== Material for the task

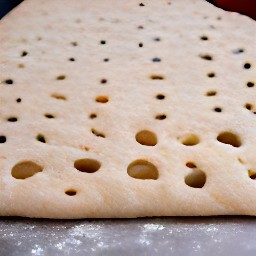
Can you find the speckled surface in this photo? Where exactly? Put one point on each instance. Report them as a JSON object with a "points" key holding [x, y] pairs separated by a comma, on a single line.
{"points": [[149, 236]]}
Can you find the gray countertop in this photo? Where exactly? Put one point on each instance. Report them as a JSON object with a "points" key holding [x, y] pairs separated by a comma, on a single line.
{"points": [[148, 236]]}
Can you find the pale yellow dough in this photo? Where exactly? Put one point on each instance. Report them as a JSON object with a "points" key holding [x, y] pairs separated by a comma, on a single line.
{"points": [[37, 40]]}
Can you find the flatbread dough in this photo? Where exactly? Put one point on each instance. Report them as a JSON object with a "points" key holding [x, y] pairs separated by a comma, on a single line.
{"points": [[120, 109]]}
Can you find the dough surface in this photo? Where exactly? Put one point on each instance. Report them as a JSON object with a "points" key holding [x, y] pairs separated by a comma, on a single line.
{"points": [[122, 109]]}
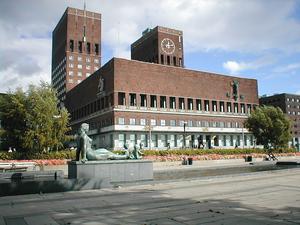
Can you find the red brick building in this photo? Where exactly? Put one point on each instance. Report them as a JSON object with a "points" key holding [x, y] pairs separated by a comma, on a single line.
{"points": [[126, 99], [290, 105], [150, 100], [159, 45], [76, 49]]}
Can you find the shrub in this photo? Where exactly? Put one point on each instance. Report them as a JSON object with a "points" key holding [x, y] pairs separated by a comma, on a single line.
{"points": [[65, 154]]}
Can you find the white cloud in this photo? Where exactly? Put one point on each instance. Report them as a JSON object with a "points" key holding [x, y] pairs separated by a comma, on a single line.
{"points": [[226, 25], [287, 68], [235, 67]]}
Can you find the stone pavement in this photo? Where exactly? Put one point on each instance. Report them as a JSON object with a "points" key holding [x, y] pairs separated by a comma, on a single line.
{"points": [[256, 198]]}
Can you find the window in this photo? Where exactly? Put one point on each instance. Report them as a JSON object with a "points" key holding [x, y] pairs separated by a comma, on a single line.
{"points": [[144, 140], [172, 103], [168, 60], [222, 107], [243, 108], [132, 99], [153, 122], [231, 140], [162, 59], [180, 61], [80, 46], [198, 103], [224, 140], [122, 140], [97, 49], [132, 121], [173, 123], [206, 104], [132, 138], [155, 140], [214, 104], [228, 106], [121, 98], [143, 122], [121, 121], [153, 101], [88, 47], [143, 100], [190, 104], [181, 103], [71, 45], [163, 102], [235, 105], [248, 108]]}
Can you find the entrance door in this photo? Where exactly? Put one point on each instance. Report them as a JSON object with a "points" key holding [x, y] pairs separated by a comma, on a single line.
{"points": [[208, 141]]}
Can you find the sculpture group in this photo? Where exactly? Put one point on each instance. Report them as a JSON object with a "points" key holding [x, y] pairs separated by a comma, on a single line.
{"points": [[86, 153]]}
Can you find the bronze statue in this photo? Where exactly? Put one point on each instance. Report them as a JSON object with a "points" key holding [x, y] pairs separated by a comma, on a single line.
{"points": [[85, 151]]}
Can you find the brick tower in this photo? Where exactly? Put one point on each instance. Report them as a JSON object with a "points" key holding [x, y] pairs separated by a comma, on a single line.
{"points": [[76, 49]]}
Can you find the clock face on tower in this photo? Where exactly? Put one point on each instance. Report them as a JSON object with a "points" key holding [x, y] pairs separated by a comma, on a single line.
{"points": [[168, 46]]}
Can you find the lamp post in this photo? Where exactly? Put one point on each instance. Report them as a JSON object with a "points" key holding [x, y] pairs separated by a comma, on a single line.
{"points": [[149, 128], [184, 142], [55, 117]]}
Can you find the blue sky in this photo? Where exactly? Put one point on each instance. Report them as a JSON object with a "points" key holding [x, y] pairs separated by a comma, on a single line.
{"points": [[253, 39]]}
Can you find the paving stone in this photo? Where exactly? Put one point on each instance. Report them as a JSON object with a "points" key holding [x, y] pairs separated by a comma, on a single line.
{"points": [[40, 220]]}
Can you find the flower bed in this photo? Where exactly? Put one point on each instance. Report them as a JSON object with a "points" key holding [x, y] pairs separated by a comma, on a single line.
{"points": [[175, 157], [40, 162]]}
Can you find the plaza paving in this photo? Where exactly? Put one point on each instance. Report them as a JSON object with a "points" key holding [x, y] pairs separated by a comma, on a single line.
{"points": [[271, 197]]}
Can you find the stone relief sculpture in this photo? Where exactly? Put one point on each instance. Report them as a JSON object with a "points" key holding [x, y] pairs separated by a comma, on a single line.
{"points": [[85, 151]]}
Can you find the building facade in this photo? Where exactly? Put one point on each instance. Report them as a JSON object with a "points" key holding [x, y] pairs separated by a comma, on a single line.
{"points": [[161, 106], [76, 49], [159, 45], [290, 105]]}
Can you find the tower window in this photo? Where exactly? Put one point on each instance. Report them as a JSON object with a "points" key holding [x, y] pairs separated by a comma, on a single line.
{"points": [[88, 47], [174, 61], [121, 98], [168, 60], [80, 46], [180, 61], [143, 100], [71, 45], [97, 49], [162, 59]]}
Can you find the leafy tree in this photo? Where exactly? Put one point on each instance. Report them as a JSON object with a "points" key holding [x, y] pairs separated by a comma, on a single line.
{"points": [[32, 121], [270, 127]]}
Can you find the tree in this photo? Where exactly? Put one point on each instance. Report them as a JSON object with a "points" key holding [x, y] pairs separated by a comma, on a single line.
{"points": [[32, 121], [270, 127]]}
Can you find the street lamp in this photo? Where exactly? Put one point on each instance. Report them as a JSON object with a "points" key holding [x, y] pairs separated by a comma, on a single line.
{"points": [[184, 142], [149, 128], [55, 117]]}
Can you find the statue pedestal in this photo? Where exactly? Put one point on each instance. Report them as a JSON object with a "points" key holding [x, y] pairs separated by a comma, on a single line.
{"points": [[112, 170]]}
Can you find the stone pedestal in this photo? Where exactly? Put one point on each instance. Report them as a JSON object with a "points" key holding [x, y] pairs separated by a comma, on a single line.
{"points": [[112, 170]]}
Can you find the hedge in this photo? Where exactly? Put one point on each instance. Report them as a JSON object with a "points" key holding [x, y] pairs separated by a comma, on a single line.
{"points": [[65, 154], [68, 154], [209, 151]]}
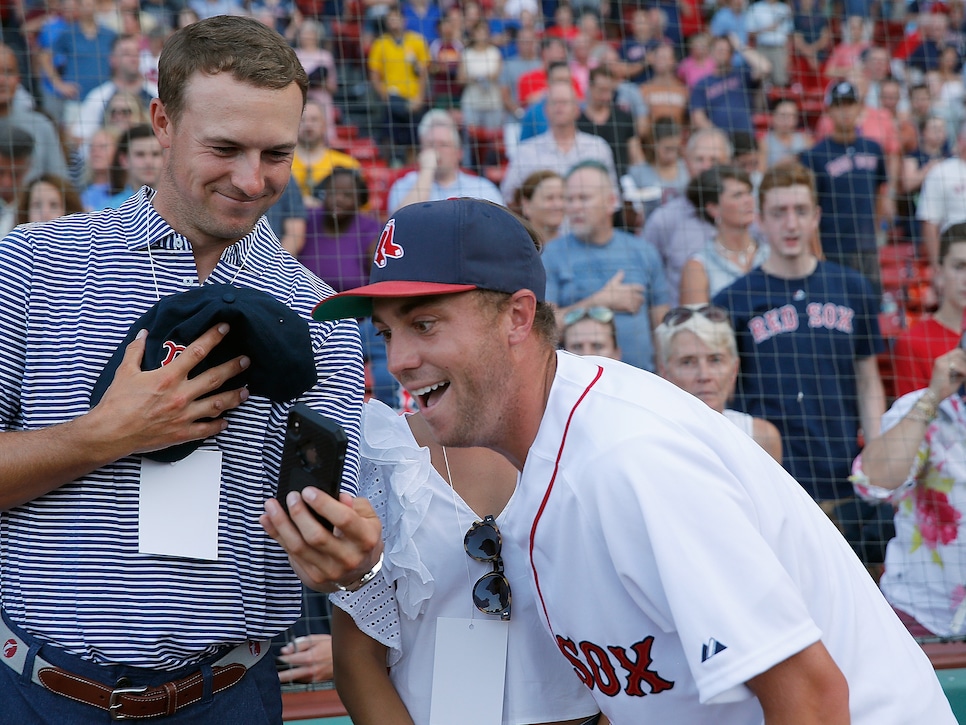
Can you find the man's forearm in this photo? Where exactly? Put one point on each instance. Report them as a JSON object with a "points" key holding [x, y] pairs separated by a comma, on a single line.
{"points": [[36, 462]]}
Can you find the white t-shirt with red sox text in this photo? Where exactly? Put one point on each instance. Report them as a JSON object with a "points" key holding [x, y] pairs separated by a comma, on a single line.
{"points": [[674, 560]]}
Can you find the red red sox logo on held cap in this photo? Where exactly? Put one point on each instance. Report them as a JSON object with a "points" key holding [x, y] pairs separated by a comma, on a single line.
{"points": [[387, 247], [172, 350]]}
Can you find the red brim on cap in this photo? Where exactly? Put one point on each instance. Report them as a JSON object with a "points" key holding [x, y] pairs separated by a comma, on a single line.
{"points": [[358, 302]]}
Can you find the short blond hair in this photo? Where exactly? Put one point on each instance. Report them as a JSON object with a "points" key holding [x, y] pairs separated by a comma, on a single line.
{"points": [[716, 335]]}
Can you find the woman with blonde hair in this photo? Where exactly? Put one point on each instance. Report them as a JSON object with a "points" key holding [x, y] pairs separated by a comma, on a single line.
{"points": [[48, 197]]}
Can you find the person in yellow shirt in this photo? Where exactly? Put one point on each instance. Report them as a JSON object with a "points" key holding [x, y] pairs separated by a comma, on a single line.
{"points": [[398, 63], [313, 159]]}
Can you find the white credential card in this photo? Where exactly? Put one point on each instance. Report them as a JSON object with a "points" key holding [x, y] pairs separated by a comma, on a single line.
{"points": [[178, 506], [469, 671]]}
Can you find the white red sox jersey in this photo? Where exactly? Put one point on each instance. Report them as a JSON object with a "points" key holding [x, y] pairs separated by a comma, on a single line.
{"points": [[674, 560]]}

====

▸ Written exercise
Omit every picture while copying the listing above exactly.

▸ Solution for this task
Can you find the speckled surface in this photo? Where exactly? Put one point on each instance. Report them as a JSON object with a "points" key holding [x, y] pairs separated by a comma, on a single line.
{"points": [[149, 236]]}
Can you find the gray countertop in this photo? Where exactly? Put one point on each instance. Report them as a JSON object with a "points" key holding [x, y] pairs separated by a comma, on a single line.
{"points": [[148, 236]]}
Can you find the pale yellow dough in this photo? Where exactly? Put one point on each instance. Report them as a JSON object with a "points" key holding [x, y] pairs separated by a comma, on a single line.
{"points": [[37, 40]]}
Can you find the flatbread dough in this photo? Where exactly? Put one point on each instance. Report them as a JSON object with a "points" key holding [x, y] pairs separated by a comma, on a single line.
{"points": [[120, 109]]}
Can you find the dough surface in this photo? Where exactly? Put one point on each instance. Report them as a JSON object with a "points" key holding [x, y] pairs separated by a comma, on a single line.
{"points": [[122, 109]]}
Can you find the red brick building in this photo? Where exactly? Put one point on each instance. Report them as a JSON object with a "points" key holding [x, y] pairs separated by a comma, on a single line.
{"points": [[126, 99], [290, 105], [150, 100], [159, 45], [76, 49]]}
Can you find the shrub in this photo? Where exactly? Put one point on each instance. Report them as a JSON object with a "points" key holding [x, y] pairs separated by a comma, on a single line.
{"points": [[65, 154]]}
Can you find the white cloud in this photo? Where exactly? Put one point on each instance. Report them as a JSON object with a "points" key holding [x, y] pairs separated by a comma, on a single line.
{"points": [[226, 25], [287, 68], [235, 67]]}
Can you find the stone pavement in this photo? Where exactly? Put one point on each instance. Report them as a JSON object with a "points" key holding [x, y] pairs separated by a comma, on a single line.
{"points": [[256, 198]]}
Can you find the window in this photo? Where exactly? Put one point on each instance. Report them as a JSON object with a "points" key holding [x, y] pairs separated by a comma, on a single line.
{"points": [[144, 140], [172, 103], [168, 60], [222, 107], [243, 108], [132, 99], [153, 122], [231, 140], [162, 59], [180, 61], [80, 46], [198, 103], [224, 140], [122, 140], [97, 49], [132, 121], [173, 123], [206, 104], [132, 138], [155, 140], [214, 104], [228, 106], [121, 98], [143, 122], [121, 121], [153, 101], [88, 47], [143, 100], [190, 104], [181, 103], [71, 45], [163, 102], [235, 105], [248, 108]]}
Can you find the entrance door in this photo? Where exactly? Put one point on each instance. Report them as a JSON object with a "points" key holding [x, y] pairs separated by a comma, on a single line.
{"points": [[208, 141]]}
Can you find the sculpture group in this photo? Where exactly? Put one point on each instance. Report them as a JSON object with a "points" key holding [x, y] pairs separated by a comma, on a single line.
{"points": [[86, 153]]}
Can you find the bronze statue in this photo? Where exactly? Put one point on each instance. Report them as a JSON object with a "points" key holding [x, y] pairs separated by a comma, on a single line.
{"points": [[85, 151]]}
Can you find the brick tower in this photo? Where exactly? Put one point on each instance. Report them as a JSON object with a "points" key holding [x, y] pairs separated by a comma, on a single line.
{"points": [[76, 49]]}
Can you find the clock face on tower in this photo? Where exactly? Put one point on each instance. Report them as a JSON object with a "points" key holding [x, y] pairs separated by a comma, on a single line.
{"points": [[168, 46]]}
Can you find the lamp post in this photo? Where exactly? Put one point on each instance. Report them as a JSON object with a "points" key holding [x, y] pairs separated by a comma, on a single line.
{"points": [[149, 128], [184, 142], [55, 117]]}
Can you find the blue sky in this photo? Where exactly? Put one point on each instance. Report them as a JSON object with a "points" key holding [x, y] pairs separated by a comma, on a single line.
{"points": [[253, 39]]}
Can you find the paving stone in this photo? Where exactly? Put one point on each instance. Report them as a JSON object with a "points" key holding [x, y] pairs separated by a comma, on a single line.
{"points": [[40, 220]]}
Can you find the flower bed in this photo? Where exactly? Put one point on each instance. Report them as a JSON object with a "points" key holding [x, y] pairs separated by a comma, on a single line.
{"points": [[175, 157], [40, 162]]}
Can you find the plaza paving in this photo? Where exactly? Put one point on each instance. Report them as a JSON object with a "points" key holding [x, y] pairs separated by a comma, on a single line.
{"points": [[271, 197]]}
Can you find the stone relief sculpture in this photo? Where exactly? Put one point on each instance. Report them as a JSON object with a "points" key holding [x, y] pairs separated by a comma, on a single line.
{"points": [[85, 151]]}
Can you find the building facade in this photo? Where exactly? Put one point on each instance. Report them as a JSON object with a "points" key holding [x, y] pairs separated by a comma, on a single line.
{"points": [[161, 106], [76, 49], [159, 45], [290, 105]]}
Can you find the tower window in this photo? Where exactly? Put one point on each instance. Report them as a JSON object with a "points" key holding [x, y] pairs separated by a comma, on a single line.
{"points": [[88, 47], [174, 61], [121, 98], [168, 60], [80, 46], [180, 61], [143, 100], [71, 45], [97, 49], [162, 59]]}
Can you find the leafy tree in this photo? Where exactly? Put one point on each instance. Report them as a JSON object with a "points" key holding [x, y] pairs separated by a comma, on a single line.
{"points": [[32, 121], [270, 127]]}
Can you find the tree in this photo? Where exactly? Put one point on each instance. Report them as a JSON object with a "points" key holding [x, y] pairs separated by a comma, on a single line.
{"points": [[32, 121], [270, 127]]}
Can you find the street lamp in this photo? Where exactly? Put one point on each instance. Report them as a JSON object with a "points" key holding [x, y] pairs separated by a comma, on a single line.
{"points": [[184, 142], [149, 128], [55, 117]]}
Can you find the statue pedestal in this photo? Where exactly? Put one point on each instance. Report them as a JSON object with a "points" key holding [x, y] pairs separated by a comma, on a single line.
{"points": [[112, 170]]}
Can you find the stone pedestal in this photo? Where exactly? Put one point on each instance. Report them as a JSON object with a "points" key holding [x, y] pairs separated by a comma, on a single line.
{"points": [[112, 170]]}
Can you find the hedge in this photo? Where exactly? Put one point on each instance. Report them as a JSON object with a "points" key holding [x, y] pairs separated by a comma, on a single line.
{"points": [[65, 154], [68, 154], [209, 151]]}
Can you find the man's forearm in this photo? Where exactly? Put one point on each instance. Report them as a JSON object with a "points" key holding [x, y] pairs separated by a comma, on a single line.
{"points": [[36, 462]]}
Can you find the white t-shirt with red sox text in this photo? Where exactly? Put one point on each instance. Report them as a JSON object with a "points" key holding [x, y] pairs separated by a comma, on a single line.
{"points": [[674, 560]]}
Can you find the red red sox logo on held cap in this photo? Where exactly? Put one point on each instance. Report them as a JSON object with a "points" key holding [x, y] pairs separated by a comma, on a single line.
{"points": [[387, 247], [172, 350]]}
Can you find the red brim on cap in this photo? Where exactly? Put one point on each instance. Report them as a JSON object with a "points" key holding [x, y] pairs separated by a comma, on a single line.
{"points": [[358, 302]]}
Can you find the short blond hair in this photo? Where exactly? Put one point on each instance. Report them as a JSON object with a "points" key holding [x, y] pairs separated by a comma, on a single line.
{"points": [[716, 335]]}
Can you find the woman with blonde hair in this photo? Where exactly? Put one point on each instance. Report them as a JSON object with a "points" key holding [x, y] pairs separated by a comma, on a single line.
{"points": [[48, 197]]}
Can you find the person in yellow shirt in this photo? Where exactly? Put one point on each instance. Report them as a JSON object with a "points" key holding [x, y] pairs separated by a comma, on a single line.
{"points": [[398, 63], [313, 159]]}
Can you find the white credential card in this photo? Where exactly? Put one point on each instance. Report them as a JSON object with a "points" key holding [x, y] pairs separated by a comma, on a single line.
{"points": [[178, 506], [469, 671]]}
Can you find the white red sox jersey in this photo? Where exactly? Put one point on each instance. Report them as a JSON object with a "points" key holding [x, y] pairs separated by a comma, on a single line.
{"points": [[674, 560]]}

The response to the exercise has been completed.